▸ WORK TO COMPLETE: In the lines below, start at the one containing "If it's not too much trouble, could you box the tall" and end with the one containing "[0,409,1270,565]". Write out that span again with "reflection of tree in water" replaced by "tree reflected in the water", changing nothing else.

+++

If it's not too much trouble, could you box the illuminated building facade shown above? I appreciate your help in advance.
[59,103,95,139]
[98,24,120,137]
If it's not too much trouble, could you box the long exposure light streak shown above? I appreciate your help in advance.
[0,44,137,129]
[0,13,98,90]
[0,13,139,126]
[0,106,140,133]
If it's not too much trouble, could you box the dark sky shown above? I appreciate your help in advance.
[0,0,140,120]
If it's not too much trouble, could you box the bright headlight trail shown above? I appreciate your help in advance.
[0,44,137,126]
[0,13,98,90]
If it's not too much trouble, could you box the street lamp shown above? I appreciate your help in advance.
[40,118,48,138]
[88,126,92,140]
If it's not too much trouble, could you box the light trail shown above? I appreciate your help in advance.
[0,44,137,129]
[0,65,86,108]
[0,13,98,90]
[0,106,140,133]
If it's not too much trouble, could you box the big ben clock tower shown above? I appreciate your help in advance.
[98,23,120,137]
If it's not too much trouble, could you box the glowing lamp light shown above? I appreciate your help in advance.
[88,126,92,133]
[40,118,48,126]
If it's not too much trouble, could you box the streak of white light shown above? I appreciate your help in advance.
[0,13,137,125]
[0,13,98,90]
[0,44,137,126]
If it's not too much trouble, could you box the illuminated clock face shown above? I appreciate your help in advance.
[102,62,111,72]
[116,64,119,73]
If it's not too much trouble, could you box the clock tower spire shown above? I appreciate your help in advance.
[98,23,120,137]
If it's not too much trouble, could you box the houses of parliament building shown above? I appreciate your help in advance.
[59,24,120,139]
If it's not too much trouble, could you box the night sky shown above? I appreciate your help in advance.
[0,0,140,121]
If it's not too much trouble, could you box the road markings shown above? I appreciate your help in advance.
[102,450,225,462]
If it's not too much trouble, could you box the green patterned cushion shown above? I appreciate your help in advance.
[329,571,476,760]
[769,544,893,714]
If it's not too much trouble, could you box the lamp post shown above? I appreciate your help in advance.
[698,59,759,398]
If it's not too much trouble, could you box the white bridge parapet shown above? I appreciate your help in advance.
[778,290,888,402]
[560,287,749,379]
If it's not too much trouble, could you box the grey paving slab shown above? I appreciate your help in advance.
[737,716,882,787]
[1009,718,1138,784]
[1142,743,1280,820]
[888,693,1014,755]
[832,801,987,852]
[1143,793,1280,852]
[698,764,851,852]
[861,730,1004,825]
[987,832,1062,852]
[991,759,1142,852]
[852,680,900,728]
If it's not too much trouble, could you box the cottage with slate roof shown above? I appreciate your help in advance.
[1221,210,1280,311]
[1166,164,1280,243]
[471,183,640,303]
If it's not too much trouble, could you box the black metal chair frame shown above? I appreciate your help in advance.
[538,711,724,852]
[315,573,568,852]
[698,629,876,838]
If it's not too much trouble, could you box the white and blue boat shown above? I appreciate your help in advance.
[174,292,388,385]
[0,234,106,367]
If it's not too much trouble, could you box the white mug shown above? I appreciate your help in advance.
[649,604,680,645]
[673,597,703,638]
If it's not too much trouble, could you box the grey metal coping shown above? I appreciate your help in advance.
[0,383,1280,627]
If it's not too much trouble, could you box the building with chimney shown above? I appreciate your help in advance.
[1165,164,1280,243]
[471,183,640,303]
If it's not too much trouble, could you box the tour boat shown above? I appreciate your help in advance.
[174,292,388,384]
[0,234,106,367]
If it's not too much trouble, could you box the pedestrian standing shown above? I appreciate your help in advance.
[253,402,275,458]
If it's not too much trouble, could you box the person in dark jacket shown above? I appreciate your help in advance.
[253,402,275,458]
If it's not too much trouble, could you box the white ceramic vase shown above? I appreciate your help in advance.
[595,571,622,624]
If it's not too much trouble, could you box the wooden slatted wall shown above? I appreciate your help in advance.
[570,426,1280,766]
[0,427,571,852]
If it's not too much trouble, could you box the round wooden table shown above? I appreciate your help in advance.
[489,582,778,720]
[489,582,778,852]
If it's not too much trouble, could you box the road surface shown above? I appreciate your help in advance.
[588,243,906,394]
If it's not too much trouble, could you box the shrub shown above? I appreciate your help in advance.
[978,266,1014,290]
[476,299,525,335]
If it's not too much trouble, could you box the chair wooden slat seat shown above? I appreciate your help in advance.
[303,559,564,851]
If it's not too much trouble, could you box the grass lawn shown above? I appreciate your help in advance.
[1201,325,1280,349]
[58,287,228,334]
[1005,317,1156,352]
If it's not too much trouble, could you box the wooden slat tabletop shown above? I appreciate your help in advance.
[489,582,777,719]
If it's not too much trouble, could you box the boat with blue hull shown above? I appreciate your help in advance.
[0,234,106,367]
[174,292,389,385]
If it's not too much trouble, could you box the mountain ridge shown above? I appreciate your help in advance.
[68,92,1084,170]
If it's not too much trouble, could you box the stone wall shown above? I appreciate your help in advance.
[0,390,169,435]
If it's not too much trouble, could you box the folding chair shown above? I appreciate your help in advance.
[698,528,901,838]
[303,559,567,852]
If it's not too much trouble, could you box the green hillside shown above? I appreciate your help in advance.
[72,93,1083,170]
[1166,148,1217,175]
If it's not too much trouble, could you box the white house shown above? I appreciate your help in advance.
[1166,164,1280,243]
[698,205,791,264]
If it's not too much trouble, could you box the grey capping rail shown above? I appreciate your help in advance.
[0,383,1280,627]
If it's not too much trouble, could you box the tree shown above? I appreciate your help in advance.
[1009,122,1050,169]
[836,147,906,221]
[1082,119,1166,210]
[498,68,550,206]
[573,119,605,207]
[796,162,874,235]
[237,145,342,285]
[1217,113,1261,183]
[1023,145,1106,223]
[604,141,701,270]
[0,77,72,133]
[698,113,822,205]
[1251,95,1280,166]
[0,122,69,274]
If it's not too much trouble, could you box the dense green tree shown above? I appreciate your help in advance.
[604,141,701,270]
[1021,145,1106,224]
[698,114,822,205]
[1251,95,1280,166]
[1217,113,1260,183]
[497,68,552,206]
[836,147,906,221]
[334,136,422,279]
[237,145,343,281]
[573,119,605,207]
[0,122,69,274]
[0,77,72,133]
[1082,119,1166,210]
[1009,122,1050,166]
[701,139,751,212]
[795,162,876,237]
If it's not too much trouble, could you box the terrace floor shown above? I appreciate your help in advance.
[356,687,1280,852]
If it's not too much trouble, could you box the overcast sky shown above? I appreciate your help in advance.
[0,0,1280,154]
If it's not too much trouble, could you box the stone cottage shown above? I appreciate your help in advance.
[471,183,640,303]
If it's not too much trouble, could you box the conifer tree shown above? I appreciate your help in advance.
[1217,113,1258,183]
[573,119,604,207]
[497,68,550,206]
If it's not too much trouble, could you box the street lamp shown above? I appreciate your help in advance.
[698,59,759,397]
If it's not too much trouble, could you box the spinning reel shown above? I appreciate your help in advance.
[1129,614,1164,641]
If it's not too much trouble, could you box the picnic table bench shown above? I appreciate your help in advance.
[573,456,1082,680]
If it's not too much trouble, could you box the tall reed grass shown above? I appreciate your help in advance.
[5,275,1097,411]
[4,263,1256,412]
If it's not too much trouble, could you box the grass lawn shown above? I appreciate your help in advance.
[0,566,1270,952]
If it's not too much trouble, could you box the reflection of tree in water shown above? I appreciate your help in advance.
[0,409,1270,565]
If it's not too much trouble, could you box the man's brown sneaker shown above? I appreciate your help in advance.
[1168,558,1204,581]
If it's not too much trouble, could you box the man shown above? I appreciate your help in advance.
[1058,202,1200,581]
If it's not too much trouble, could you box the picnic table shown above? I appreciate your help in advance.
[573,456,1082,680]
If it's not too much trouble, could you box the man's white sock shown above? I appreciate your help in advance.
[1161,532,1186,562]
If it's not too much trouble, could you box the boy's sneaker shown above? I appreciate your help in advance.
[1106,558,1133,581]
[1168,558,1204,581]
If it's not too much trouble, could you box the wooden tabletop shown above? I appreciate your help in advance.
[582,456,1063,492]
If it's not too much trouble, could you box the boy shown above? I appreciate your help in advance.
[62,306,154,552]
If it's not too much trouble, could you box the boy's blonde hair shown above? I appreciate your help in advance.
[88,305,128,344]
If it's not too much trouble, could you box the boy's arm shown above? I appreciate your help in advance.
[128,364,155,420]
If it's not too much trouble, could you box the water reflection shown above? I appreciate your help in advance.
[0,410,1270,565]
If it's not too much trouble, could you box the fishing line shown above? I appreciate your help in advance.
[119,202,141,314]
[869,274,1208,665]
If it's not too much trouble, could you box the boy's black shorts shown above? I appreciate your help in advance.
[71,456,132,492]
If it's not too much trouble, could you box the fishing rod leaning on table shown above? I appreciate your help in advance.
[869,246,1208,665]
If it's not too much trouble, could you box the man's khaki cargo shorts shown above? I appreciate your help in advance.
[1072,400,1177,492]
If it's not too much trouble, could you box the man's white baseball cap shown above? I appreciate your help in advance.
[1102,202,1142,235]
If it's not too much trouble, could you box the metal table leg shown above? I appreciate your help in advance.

+++

▸ RESULT FOR THIS EXERCISE:
If it's not too much trouble, could you box the tall reed grass shown above? I appreciate your help in advance.
[5,275,1097,411]
[4,263,1256,412]
If it's not too much trouble, could you box the grass lawn shown above? I appreciate your help in advance.
[0,566,1270,952]
If it's not too much trouble, could you box the tree reflected in the water shown above? I appreciate your help in advance.
[0,409,1270,565]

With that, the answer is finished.